> _SOURCE INFORMATION_:
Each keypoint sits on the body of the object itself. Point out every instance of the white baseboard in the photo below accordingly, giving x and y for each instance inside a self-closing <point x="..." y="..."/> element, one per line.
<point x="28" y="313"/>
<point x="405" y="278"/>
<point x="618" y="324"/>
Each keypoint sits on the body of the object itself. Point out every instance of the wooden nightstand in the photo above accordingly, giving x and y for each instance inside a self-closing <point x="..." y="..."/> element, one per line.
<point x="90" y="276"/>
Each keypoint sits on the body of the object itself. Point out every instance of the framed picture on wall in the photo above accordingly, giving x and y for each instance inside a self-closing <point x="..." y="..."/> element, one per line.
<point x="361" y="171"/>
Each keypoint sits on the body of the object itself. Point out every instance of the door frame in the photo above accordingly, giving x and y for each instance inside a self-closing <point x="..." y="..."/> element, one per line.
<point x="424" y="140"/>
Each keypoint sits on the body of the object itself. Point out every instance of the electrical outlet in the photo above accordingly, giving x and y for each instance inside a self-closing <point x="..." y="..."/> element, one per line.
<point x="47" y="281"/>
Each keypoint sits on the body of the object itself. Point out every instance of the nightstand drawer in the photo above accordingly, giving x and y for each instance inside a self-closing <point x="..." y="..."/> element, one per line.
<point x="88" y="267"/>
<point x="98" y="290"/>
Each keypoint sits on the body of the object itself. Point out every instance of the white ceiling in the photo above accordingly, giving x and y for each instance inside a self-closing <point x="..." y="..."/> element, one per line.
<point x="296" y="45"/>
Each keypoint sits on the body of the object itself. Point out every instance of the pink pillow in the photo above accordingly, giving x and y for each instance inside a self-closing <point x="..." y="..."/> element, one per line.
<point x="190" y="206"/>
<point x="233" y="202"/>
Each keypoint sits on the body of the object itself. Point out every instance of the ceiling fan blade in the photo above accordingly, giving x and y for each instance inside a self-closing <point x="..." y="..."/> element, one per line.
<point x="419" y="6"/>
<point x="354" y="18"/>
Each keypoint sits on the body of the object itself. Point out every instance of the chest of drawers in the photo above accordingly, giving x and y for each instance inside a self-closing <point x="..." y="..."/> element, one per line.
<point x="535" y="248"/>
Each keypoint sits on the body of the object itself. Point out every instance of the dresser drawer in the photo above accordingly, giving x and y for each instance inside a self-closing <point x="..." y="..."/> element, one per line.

> _TASK TO CARRY OUT_:
Would you reproduce the material above in full, exactly as given?

> _WRITTEN ANSWER_:
Each keypoint sits on the body of the object itself. Point out every instance of the white baseboard in the photo below accordingly, giving x and y for each instance inside a self-closing <point x="..." y="..."/> element, one per line.
<point x="28" y="313"/>
<point x="405" y="278"/>
<point x="618" y="324"/>
Each keypoint sits on the body of the object itself. Point out every instance of the wooden nightstand in the photo above accordingly, giving x and y for each instance inside a self-closing <point x="..." y="..."/> element, one per line.
<point x="90" y="276"/>
Each keypoint sits on the body of the object itself. Point out every instance of the framed picture on wall in the photo above accordingly, giving x and y for each instance inside a self-closing <point x="..." y="..."/> element, one per line.
<point x="361" y="171"/>
Each keypoint sits on the body of the object itself. Point out every instance of the door frame in the photo above accordingly, giving x and y for each instance inside a self-closing <point x="..." y="..."/> element, one per line.
<point x="424" y="140"/>
Each keypoint sits on the body of the object itself. Point out every instance of the electrical outlet in the photo above accordingly, giving x and y for each instance inside a self-closing <point x="..." y="..."/> element, one per line.
<point x="47" y="281"/>
Each keypoint sits on the body of the object itself. Point out every instance of the nightstand drawer in the photo above accordingly, giving x and y for each instance inside a self-closing <point x="..." y="..."/> element, one per line.
<point x="88" y="267"/>
<point x="98" y="290"/>
Each keypoint sits on the body of the object itself. Point out every instance of the white ceiling in the photo above accordingly, giving x and y for each instance inside a self-closing <point x="..." y="..."/> element, one per line.
<point x="296" y="45"/>
Each keypoint sits on the body of the object itself. Point out every instance of the pink pillow in the photo above accordingly, giving x and y for each instance inside a self-closing <point x="..." y="..."/> element, one per line.
<point x="190" y="206"/>
<point x="233" y="202"/>
Each keypoint sits on the body of the object itself. Point out every instance of the ceiling fan blade in the photo above accordingly, giving x and y for each instance inside a self-closing <point x="..." y="..."/> element, one per line.
<point x="419" y="6"/>
<point x="354" y="18"/>
Each keypoint sits on the body of the object itself. Point out every instance of the chest of drawers in the photo above accordingly, giving x and y for each instance inside a self-closing <point x="..." y="..."/> element, one per line.
<point x="535" y="248"/>
Each keypoint sits on the body of the object itself. Point out every instance of the dresser drawer in the photo above accordingly, giving x and y for each instance inside a self-closing <point x="..." y="..."/> element, one per line.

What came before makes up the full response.